Point localization data
-------------------------
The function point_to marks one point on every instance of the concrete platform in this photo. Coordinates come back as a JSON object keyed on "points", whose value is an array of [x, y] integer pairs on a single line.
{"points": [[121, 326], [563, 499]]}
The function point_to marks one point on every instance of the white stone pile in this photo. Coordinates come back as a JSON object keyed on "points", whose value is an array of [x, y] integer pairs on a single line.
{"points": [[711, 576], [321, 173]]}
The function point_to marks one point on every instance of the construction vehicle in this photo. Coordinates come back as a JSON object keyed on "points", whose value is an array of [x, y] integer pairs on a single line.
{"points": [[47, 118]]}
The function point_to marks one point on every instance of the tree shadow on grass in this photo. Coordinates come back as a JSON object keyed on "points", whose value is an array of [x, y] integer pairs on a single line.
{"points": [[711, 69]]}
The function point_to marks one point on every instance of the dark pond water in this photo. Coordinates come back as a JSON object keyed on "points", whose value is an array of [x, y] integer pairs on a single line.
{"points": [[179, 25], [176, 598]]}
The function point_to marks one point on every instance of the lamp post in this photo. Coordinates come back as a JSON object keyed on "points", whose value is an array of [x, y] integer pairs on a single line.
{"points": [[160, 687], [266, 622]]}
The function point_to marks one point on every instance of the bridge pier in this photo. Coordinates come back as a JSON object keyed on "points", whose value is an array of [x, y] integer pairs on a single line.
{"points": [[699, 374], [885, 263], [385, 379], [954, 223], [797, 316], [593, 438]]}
-------------------------
Task directions
Transcribe each of the records verbatim.

Exercise output
The function point_to marks one point on every instance of the concrete platform in this photo. Coordinates come back as a JSON object keyed on "points", whose value is an array of [x, y] integer pairs on a single line.
{"points": [[121, 326], [563, 499]]}
The function point_to marks one point on every instance of the white stone pile in this photo. Coordinates come back as a JSON object keyed on "points", whose value is an array of [x, y] integer pairs on a single line.
{"points": [[711, 576], [321, 173]]}
The function point_to marks one point on every instance of the construction vehicle in this photo. Coordinates come back as a JSON object keyed on "points", whose value is an array of [x, y] integer pairs on a single line.
{"points": [[47, 118]]}
The function point_to marks one point on every instance of the tree shadow on grass in this photo. Coordinates come back as a JSON object keyed on "points", whose value is an array of [x, y] integer pairs on a single line.
{"points": [[711, 69]]}
The function point_to marks one point on every instance of the dark pond water in this photo. Coordinates come back as a JSON object keyed on "points", whose value is an array of [x, y] integer pairs on a single line.
{"points": [[179, 25], [176, 598]]}
The function point_to marks one point on every instance of the lamp post in this photo. Coordinates come back as a JSON object keyed on "points", whose value is an array of [x, y] integer pairs on a single line.
{"points": [[160, 687], [266, 622]]}
The function point_to marks one point on every instance of the bridge pier in this photo. Coordinates come back as a JSON object keyed on "points", whose value is an array of [x, y] integer pairs on a single line.
{"points": [[699, 374], [885, 263], [385, 379], [954, 223], [797, 316], [593, 438]]}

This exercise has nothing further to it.